I’m a closet eater. Literally. Not much room in there, but I put that 20-year-old picnic basket to good use to keep my stash under cover. Go ahead, judge. I don’t care. Every hidden morsel is worth it.
I’m using my past as my excuse for my problem. Hey, everybody else does it. Mom used to bake wonderful things when Bruce and I were living at home. Lemon-glazed bundt cakes, peanut butter cookies with the little criss-crosses in the middle, blackberry cobbler, three-layer carrots cakes with cream cheese icing, and the best coffee cake on the planet, to name a few. Mmmm…they smelled great as their fresh aroma swirled around our heads. But that momentary dreamlike state was shattered when we realized the reason she cooked them was to take them to church. I think it was a ploy to keep us in church or get us to go back when we were not in the habit.

# Exercise instructions:
**a)** List every baked good that the closet-eating passage names as something Mom used to make.
**b)** In the closet-eating passage, what does the narrator use to keep the stash under cover?

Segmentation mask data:

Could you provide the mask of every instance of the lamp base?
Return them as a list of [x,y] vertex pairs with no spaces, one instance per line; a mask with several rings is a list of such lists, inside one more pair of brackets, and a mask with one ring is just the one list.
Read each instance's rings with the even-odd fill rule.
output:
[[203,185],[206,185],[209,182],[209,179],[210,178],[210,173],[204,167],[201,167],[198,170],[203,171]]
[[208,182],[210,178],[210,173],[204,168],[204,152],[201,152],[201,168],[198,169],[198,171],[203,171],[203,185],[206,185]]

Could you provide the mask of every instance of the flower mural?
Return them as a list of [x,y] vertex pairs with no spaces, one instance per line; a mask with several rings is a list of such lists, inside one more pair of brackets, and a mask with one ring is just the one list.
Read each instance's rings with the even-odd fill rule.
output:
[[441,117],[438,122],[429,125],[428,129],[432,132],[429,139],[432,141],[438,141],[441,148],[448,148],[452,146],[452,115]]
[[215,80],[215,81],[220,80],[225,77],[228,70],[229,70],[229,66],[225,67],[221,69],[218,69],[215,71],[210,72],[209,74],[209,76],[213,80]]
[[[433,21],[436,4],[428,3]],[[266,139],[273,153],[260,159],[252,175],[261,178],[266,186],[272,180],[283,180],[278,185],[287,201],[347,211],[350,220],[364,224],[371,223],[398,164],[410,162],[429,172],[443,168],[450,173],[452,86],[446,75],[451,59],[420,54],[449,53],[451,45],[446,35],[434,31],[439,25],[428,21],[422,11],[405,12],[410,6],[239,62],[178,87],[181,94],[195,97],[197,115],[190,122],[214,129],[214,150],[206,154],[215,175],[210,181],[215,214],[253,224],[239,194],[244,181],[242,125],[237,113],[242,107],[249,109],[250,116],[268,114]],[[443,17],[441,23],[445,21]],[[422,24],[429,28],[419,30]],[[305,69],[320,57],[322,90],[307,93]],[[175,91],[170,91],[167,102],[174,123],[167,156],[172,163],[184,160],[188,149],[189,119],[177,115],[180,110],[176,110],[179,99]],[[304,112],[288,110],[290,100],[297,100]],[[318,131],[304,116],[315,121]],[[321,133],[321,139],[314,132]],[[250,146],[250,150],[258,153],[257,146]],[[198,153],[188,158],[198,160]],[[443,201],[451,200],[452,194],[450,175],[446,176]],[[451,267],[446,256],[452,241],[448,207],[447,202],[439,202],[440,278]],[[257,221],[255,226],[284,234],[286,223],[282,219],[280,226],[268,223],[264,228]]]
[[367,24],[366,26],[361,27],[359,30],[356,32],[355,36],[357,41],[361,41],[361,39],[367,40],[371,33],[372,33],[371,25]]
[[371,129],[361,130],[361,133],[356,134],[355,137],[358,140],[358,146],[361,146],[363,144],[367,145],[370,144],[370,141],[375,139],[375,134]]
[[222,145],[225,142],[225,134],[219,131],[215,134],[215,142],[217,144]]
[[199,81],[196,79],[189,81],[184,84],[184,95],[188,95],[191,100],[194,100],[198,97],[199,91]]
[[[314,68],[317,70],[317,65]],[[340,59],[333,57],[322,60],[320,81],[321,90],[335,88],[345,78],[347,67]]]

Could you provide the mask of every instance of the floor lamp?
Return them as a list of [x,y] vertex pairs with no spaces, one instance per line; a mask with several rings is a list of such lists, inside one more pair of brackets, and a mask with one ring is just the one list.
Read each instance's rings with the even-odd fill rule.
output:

# Answer set:
**a)**
- Lemon-glazed bundt cakes
- Peanut butter cookies with the little criss-crosses in the middle
- Blackberry cobbler
- Three-layer carrots cakes with cream cheese icing
- The best coffee cake on the planet

**b)** A 20-year-old picnic basket.